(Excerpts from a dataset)
■ ■ ■ ■ ■ ■ ■

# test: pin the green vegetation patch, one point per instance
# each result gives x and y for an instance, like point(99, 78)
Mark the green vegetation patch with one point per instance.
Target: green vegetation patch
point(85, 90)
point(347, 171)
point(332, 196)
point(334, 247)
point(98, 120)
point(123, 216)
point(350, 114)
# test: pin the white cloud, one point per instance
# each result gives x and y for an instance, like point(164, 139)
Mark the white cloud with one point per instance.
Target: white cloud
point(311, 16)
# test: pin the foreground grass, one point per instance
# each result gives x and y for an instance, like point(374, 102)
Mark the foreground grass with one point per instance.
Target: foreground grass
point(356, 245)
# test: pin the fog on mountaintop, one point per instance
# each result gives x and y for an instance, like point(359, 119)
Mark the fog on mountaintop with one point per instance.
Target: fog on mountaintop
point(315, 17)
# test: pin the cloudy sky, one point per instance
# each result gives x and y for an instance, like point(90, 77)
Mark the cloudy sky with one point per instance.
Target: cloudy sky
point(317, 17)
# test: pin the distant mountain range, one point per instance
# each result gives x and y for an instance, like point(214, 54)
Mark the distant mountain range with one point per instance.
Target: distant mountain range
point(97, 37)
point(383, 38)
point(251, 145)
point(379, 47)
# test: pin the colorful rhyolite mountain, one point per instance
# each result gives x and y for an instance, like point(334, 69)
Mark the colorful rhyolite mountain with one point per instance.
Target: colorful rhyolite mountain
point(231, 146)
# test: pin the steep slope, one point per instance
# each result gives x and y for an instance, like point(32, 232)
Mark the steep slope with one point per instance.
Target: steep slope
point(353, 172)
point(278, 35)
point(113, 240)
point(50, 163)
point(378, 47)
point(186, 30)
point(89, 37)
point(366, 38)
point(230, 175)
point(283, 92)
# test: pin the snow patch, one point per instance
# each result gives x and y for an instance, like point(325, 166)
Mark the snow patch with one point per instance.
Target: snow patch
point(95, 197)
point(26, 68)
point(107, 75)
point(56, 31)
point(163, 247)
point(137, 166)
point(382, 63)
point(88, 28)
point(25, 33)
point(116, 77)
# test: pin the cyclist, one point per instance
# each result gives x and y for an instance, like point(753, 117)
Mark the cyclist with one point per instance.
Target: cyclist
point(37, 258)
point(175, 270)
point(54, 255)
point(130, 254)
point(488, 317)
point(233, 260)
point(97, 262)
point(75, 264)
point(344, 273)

■ ■ ■ ■ ■ ■ ■

#### [Work to complete]
The answer must be the lines from the one containing "# test: pin the snow" to the final line of the data above, copied exactly, both included, with nothing added.

#### [Solution to this exercise]
# test: pin the snow patch, one point per instance
# each result gives x and y for an instance, like point(325, 166)
Mark the snow patch with one point per instance.
Target: snow patch
point(95, 197)
point(26, 68)
point(107, 75)
point(56, 31)
point(163, 247)
point(137, 166)
point(382, 63)
point(88, 28)
point(25, 33)
point(116, 77)
# test: pin the cyclist, one point per instance
# each result gives x and y for an instance, like point(753, 117)
Mark the cyclist with one point per instance.
Target: cyclist
point(37, 258)
point(175, 270)
point(54, 255)
point(130, 254)
point(488, 317)
point(233, 260)
point(97, 262)
point(75, 264)
point(344, 273)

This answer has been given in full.